-- BEGIN --

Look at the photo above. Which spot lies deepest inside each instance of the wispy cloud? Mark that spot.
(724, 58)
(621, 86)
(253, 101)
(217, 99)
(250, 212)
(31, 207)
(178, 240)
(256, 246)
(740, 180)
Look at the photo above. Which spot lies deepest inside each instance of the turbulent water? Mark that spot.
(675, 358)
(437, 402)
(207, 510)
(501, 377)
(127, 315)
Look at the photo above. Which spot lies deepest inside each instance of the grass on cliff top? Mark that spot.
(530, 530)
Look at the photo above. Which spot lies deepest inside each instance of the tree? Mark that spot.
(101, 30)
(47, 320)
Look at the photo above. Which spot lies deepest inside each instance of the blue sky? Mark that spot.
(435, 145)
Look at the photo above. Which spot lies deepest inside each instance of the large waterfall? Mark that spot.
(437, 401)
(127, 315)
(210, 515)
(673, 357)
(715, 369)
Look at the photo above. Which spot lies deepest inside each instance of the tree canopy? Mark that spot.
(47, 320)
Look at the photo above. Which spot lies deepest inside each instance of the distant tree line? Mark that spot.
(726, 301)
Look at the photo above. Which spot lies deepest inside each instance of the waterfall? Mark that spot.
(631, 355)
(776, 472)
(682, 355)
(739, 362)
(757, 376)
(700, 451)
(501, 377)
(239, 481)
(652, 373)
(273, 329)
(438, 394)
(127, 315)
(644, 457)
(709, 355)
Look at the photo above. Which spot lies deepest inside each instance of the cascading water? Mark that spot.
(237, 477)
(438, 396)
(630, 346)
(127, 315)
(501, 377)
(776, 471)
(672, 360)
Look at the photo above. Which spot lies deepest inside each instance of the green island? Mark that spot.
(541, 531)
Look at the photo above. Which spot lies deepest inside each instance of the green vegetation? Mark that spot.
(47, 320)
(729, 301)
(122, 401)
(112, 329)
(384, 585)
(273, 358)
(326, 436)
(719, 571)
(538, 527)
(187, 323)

-- END --

Problem to work on
Please copy the lines from the one holding "vegetation? Mark that spot." through the final line, inclusive, swapping "green vegetation" for "leafy vegetation" and keeping everything else the same.

Written solution
Look at the photo above. Which spot lies deepest inside each instance of the leafy vegetation? Mark that spot.
(47, 320)
(729, 301)
(122, 401)
(112, 329)
(384, 585)
(273, 358)
(326, 436)
(719, 571)
(538, 527)
(187, 323)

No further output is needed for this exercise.